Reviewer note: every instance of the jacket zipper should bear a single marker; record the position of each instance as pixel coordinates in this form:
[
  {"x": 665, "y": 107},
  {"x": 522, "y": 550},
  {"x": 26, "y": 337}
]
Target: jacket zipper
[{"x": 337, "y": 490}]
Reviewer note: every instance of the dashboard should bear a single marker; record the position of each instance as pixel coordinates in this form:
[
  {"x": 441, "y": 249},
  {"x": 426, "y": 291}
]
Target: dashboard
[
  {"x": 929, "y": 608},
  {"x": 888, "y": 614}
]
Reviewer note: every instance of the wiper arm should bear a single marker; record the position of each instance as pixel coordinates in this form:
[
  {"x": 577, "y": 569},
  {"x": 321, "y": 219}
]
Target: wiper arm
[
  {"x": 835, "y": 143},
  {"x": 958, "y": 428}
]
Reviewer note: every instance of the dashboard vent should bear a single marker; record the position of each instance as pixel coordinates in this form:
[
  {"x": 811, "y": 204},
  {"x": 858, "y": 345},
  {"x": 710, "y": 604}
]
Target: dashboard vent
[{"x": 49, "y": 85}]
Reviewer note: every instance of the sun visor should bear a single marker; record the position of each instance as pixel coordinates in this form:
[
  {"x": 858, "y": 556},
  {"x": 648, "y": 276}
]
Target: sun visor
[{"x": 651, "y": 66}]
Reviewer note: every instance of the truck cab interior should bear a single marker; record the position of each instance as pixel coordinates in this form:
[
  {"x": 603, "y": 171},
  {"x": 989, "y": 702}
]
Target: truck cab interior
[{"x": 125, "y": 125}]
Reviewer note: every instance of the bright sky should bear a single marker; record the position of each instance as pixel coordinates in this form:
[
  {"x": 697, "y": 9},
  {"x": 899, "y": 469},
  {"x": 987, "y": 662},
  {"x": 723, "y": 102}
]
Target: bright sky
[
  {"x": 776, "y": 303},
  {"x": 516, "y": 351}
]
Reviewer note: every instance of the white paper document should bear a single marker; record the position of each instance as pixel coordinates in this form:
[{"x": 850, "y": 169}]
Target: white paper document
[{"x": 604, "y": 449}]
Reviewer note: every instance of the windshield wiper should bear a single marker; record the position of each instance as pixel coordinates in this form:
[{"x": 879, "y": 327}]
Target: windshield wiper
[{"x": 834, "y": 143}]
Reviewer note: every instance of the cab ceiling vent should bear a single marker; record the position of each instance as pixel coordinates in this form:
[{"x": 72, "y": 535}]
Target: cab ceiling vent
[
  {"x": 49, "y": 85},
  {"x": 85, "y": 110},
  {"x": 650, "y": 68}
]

--------------------

* _WHAT YOU HAVE TO DO_
Set down the listing in full, keeping every word exactly as it is.

* _REPLY TO THE TASK_
Reviewer note: every instance of the jacket zipper should bear a single marker; record the position of each instance as pixel coordinates in this form:
[
  {"x": 665, "y": 107},
  {"x": 522, "y": 550},
  {"x": 26, "y": 337}
]
Target: jacket zipper
[{"x": 337, "y": 490}]
Reviewer note: every instance of the dashboard should bear a single marker; record the position of each instance as pixel coordinates in this form:
[
  {"x": 441, "y": 249},
  {"x": 426, "y": 291}
]
Target: dashboard
[
  {"x": 929, "y": 608},
  {"x": 888, "y": 614}
]
Reviewer note: every instance of the wiper arm should bear a single marker; record the position of each instance as pixel coordinates in this form:
[
  {"x": 577, "y": 569},
  {"x": 321, "y": 219}
]
Target: wiper arm
[
  {"x": 835, "y": 143},
  {"x": 958, "y": 428}
]
Reviewer note: every instance of the dashboard vent should bear a single marker; record the position of each instance as pixel coordinates in this form:
[
  {"x": 811, "y": 204},
  {"x": 858, "y": 345},
  {"x": 710, "y": 604}
]
Target: dashboard vent
[{"x": 49, "y": 85}]
Reviewer note: every instance of the sun visor should bear a single marker; record the position of each instance as pixel coordinates in this form:
[
  {"x": 858, "y": 556},
  {"x": 648, "y": 276}
]
Target: sun visor
[{"x": 651, "y": 66}]
Reviewer note: every instance of the truck cab interior should bear a single marker; record the position of each instance as pixel coordinates in this form:
[
  {"x": 603, "y": 171},
  {"x": 989, "y": 702}
]
Target: truck cab interior
[{"x": 125, "y": 125}]
Reviewer note: every instance of the bright sky should bear a single marker; record the position of each instance as pixel coordinates in this form:
[
  {"x": 697, "y": 9},
  {"x": 899, "y": 469},
  {"x": 987, "y": 662},
  {"x": 723, "y": 102}
]
Target: bright sky
[
  {"x": 776, "y": 303},
  {"x": 516, "y": 351}
]
Reviewer note: every instance of the white paper document should bear a single marker; record the position of each instance as pixel coordinates in this form:
[{"x": 850, "y": 169}]
Target: white paper document
[{"x": 604, "y": 449}]
Reviewer note: every instance of the windshield wiper should bear a single marker; record the position of each instance as pixel coordinates in this form:
[{"x": 879, "y": 327}]
Target: windshield wiper
[{"x": 834, "y": 143}]
Reviewer note: every instance of the cab ceiling vent should bear a single marker; record the position of each instance as pixel coordinates in this form:
[{"x": 72, "y": 535}]
Target: cab ceiling vent
[
  {"x": 49, "y": 85},
  {"x": 85, "y": 110},
  {"x": 650, "y": 68}
]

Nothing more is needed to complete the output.